→ **OBJECTIVE**
Count how many lines of the material below contain the string "frog". Case matters, so give only the number.

[START OF RAW RECORDS]

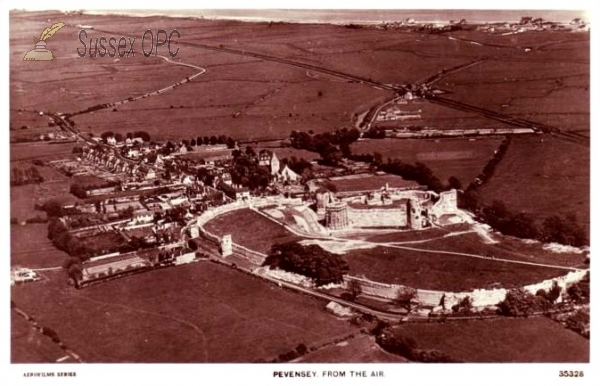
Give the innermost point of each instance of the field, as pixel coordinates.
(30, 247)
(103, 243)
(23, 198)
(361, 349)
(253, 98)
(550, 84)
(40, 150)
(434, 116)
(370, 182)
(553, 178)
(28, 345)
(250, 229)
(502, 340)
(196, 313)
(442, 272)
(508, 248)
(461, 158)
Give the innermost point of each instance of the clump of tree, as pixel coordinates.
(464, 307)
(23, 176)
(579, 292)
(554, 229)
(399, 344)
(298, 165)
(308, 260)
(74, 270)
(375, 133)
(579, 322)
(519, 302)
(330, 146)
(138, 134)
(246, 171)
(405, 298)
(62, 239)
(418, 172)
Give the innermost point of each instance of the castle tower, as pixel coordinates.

[END OF RAW RECORDS]
[START OF RAW RECORDS]

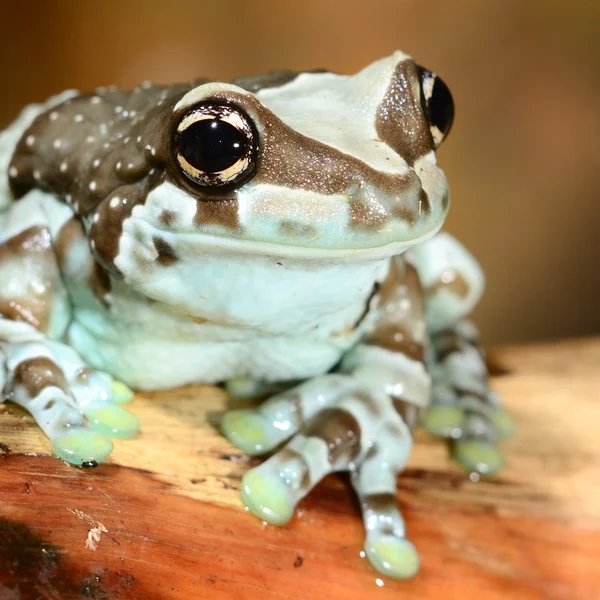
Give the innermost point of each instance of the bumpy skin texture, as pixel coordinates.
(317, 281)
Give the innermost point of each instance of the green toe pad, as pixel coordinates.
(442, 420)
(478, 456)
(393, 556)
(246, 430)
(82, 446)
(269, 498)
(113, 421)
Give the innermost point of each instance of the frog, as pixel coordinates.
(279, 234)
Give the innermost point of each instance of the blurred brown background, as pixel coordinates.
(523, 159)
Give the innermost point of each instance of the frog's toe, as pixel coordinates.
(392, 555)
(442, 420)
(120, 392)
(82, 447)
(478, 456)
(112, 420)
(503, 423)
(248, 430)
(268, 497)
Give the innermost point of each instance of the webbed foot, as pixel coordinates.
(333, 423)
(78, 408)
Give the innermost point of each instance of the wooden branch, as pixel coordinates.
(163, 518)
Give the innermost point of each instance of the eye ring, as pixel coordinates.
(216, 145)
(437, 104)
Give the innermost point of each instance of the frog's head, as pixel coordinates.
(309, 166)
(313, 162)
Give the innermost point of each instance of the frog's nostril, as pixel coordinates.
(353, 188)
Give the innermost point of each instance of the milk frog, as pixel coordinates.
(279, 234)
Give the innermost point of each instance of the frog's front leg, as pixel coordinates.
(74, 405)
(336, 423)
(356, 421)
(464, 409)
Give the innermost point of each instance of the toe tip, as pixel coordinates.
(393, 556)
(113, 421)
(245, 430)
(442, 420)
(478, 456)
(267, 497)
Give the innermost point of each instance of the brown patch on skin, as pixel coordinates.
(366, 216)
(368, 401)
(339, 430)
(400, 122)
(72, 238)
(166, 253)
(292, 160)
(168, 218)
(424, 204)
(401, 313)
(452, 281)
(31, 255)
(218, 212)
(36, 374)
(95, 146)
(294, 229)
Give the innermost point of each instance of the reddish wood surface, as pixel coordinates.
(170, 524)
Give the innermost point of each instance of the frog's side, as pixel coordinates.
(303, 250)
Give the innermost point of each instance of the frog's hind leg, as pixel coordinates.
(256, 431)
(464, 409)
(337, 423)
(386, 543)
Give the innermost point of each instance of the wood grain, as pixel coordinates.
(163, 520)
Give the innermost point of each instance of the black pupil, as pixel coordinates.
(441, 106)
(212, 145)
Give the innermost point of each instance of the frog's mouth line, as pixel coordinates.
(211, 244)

[END OF RAW RECORDS]
[START OF RAW RECORDS]

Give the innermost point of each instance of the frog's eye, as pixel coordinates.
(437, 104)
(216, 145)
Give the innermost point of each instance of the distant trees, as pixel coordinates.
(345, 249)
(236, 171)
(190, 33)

[END OF RAW RECORDS]

→ **EXPECTED ANSWER**
10